### Task to carry out
Lay out every line of the records below as a Markdown table with two columns, "Row" for the row number and "Text" for the line itself, and skip any blank lines.
--------
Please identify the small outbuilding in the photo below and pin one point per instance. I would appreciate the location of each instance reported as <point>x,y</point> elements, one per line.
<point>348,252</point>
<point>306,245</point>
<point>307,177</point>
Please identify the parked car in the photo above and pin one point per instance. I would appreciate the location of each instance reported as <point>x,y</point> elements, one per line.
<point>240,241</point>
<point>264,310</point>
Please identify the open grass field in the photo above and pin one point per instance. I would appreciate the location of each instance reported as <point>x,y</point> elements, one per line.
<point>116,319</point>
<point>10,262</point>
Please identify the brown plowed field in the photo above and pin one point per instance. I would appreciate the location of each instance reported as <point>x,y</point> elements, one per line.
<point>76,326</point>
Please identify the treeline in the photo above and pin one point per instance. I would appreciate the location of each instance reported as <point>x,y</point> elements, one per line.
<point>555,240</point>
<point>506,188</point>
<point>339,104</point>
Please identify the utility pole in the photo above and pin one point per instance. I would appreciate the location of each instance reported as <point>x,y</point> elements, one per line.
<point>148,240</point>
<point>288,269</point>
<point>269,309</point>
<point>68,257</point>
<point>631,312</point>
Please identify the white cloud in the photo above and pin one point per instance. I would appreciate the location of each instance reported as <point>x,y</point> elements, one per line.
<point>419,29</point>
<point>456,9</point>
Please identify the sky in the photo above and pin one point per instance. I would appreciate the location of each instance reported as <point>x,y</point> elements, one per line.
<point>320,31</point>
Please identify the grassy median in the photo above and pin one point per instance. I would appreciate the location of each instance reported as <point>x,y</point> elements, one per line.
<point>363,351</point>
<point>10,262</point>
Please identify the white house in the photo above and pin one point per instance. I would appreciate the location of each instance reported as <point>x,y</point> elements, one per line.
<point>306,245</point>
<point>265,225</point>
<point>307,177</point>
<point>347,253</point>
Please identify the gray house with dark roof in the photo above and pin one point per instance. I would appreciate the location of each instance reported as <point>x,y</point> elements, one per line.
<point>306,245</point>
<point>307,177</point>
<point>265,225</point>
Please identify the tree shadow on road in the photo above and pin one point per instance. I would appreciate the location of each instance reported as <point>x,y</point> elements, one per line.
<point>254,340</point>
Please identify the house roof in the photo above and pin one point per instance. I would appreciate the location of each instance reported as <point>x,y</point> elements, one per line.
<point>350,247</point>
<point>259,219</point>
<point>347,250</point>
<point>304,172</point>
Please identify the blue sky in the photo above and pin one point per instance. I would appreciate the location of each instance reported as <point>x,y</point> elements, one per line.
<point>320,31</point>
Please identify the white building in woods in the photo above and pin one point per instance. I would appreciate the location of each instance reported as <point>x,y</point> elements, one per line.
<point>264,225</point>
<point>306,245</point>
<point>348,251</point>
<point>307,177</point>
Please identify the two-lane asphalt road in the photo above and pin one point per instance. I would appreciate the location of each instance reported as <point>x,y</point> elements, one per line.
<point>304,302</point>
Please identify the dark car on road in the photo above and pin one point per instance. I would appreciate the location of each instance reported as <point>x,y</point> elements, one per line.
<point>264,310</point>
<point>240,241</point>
--------
### Answer to the problem
| Row | Text |
|---|---|
| 1 | Please identify the small outbuilding in the photo below and pin one point per instance. I would appreciate the location of each instance reported as <point>x,y</point> elements, one per line. |
| 2 | <point>348,252</point> |
| 3 | <point>306,245</point> |
| 4 | <point>307,177</point> |
| 5 | Please identify the parked car in the photo above and pin one point per instance. I would appreciate the location of each instance reported as <point>x,y</point> elements, one per line. |
| 6 | <point>240,241</point> |
| 7 | <point>264,310</point> |
| 8 | Please identify the open grass field in the photo above and pin one point per instance. I would appreciate the location of each instance reported as <point>x,y</point> elements, one per line. |
| 9 | <point>116,319</point> |
| 10 | <point>10,262</point> |
| 11 | Please identify the brown plowed field in the photo above and pin one point per instance. I would appreciate the location of each instance reported as <point>x,y</point> elements, one per line. |
| 12 | <point>76,326</point> |
| 13 | Please identify the treeline in the photo above and pin one point per instance. I would appreciate the location of each instance reported as <point>x,y</point> elements, one per line. |
| 14 | <point>555,240</point> |
| 15 | <point>506,188</point> |
| 16 | <point>339,104</point> |
| 17 | Please identify the utility pole in the photo above and pin one point per instance. I would appreciate the location of each instance reported as <point>x,y</point> elements, one per line. |
| 18 | <point>148,240</point> |
| 19 | <point>288,269</point> |
| 20 | <point>269,309</point> |
| 21 | <point>68,257</point> |
| 22 | <point>631,312</point> |
| 23 | Please identify the white cloud in the photo above and pin one point per instance. I would appreciate the location of each instance reported as <point>x,y</point> elements, one per line. |
| 24 | <point>419,29</point> |
| 25 | <point>456,9</point> |
| 26 | Please identify the sky in the photo above and pin one point per instance. I would appreciate the location of each instance reported as <point>x,y</point> elements, one per line. |
| 27 | <point>320,31</point> |
| 28 | Please identify the grassy median in the photo above and pin one point per instance. I would appreciate the location of each instance reported as <point>x,y</point> elements, one per line. |
| 29 | <point>363,351</point> |
| 30 | <point>10,262</point> |
| 31 | Please identify the white house in the photo above and pin one point per instance. I would appreciate the location of each instance reported as <point>x,y</point> elements, one per line. |
| 32 | <point>306,245</point> |
| 33 | <point>265,225</point> |
| 34 | <point>307,177</point> |
| 35 | <point>347,253</point> |
| 36 | Please identify the gray house with dark roof in the photo above and pin one point per instance. I would appreciate the location of each instance reported as <point>x,y</point> elements, one per line. |
| 37 | <point>306,245</point> |
| 38 | <point>307,177</point> |
| 39 | <point>265,225</point> |
| 40 | Please identify the tree shadow on road in the photo above and pin one point per instance. I would appreciate the location of each instance reported as <point>x,y</point> elements, one per line. |
| 41 | <point>254,340</point> |
| 42 | Please identify the house roof in the photo above and pin one point per instance. I would appreciate the location of each instance reported as <point>x,y</point> elements, one per line. |
| 43 | <point>350,247</point> |
| 44 | <point>259,219</point> |
| 45 | <point>347,250</point> |
| 46 | <point>304,172</point> |
| 47 | Please identify the blue sky in the photo above and pin one point per instance. I would appreciate the location of each instance reported as <point>x,y</point> elements, one per line. |
| 48 | <point>320,31</point> |
| 49 | Please identify the white building in woods in the photo above and pin one point per instance. I would appreciate the location of each instance reported as <point>x,y</point> elements, one per line. |
| 50 | <point>264,225</point> |
| 51 | <point>306,245</point> |
| 52 | <point>348,251</point> |
| 53 | <point>307,177</point> |
| 54 | Please identify the two-lane asphalt road in the photo above and pin one point per instance. I would appreciate the location of each instance reported as <point>x,y</point> elements, one per line. |
| 55 | <point>304,302</point> |
| 56 | Please identify the dark car on road in the photo above and pin one point per instance. I would appreciate the location of each instance reported as <point>x,y</point> elements, one per line. |
| 57 | <point>264,310</point> |
| 58 | <point>240,241</point> |